A single number is required: how many lines below include the string "archivolt".

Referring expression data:
**********
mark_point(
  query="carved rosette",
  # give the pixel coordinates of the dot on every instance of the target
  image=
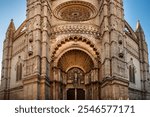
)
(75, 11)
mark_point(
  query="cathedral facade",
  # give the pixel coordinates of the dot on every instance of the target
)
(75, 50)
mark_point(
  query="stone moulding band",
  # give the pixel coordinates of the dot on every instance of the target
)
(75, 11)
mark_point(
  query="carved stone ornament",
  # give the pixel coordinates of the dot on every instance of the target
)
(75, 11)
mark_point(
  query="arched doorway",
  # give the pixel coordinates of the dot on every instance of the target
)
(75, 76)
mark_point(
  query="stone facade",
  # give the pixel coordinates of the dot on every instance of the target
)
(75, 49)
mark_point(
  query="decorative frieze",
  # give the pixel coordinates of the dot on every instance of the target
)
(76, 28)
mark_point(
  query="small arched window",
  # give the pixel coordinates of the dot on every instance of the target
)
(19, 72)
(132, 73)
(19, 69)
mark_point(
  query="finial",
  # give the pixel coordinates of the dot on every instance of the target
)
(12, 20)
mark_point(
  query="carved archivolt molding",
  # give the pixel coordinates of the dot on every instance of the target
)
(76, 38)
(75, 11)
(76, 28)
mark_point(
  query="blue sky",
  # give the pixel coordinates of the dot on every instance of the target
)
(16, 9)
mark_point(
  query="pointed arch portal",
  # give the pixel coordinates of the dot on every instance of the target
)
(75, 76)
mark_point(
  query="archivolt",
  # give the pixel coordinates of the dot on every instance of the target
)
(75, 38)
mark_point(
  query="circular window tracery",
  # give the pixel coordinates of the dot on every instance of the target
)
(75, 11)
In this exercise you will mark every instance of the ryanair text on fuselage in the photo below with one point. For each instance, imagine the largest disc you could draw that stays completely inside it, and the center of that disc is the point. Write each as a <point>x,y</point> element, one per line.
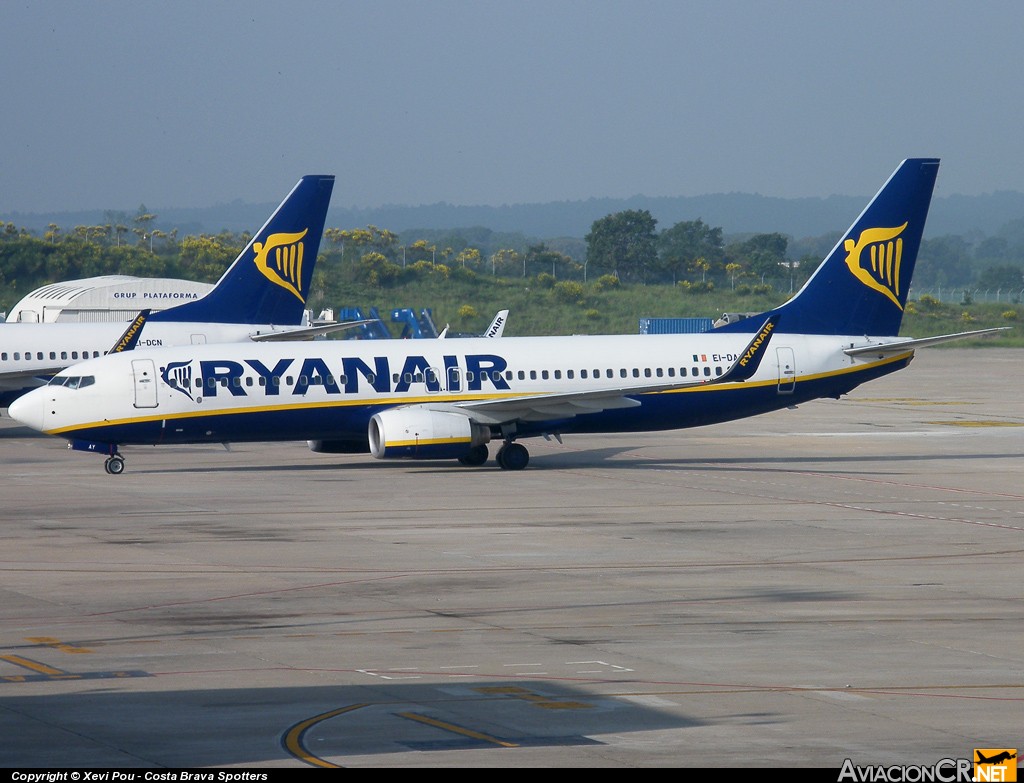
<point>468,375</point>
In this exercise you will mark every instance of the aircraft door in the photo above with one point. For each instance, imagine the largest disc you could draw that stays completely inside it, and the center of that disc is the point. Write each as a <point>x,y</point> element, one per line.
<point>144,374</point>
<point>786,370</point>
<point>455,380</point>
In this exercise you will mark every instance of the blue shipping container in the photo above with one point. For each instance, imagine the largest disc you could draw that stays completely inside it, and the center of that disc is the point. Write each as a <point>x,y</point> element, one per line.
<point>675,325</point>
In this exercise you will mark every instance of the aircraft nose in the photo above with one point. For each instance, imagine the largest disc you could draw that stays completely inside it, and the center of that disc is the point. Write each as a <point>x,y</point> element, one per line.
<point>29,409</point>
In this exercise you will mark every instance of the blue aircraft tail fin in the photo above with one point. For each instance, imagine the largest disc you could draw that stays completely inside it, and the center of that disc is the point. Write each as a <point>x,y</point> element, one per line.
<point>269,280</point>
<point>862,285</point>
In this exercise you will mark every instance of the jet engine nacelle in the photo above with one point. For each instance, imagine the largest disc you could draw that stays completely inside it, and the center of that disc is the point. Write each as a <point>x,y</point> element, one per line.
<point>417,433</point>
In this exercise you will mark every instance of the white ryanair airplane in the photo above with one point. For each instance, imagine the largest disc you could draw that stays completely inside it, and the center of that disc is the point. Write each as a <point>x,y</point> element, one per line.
**********
■ Exercise result:
2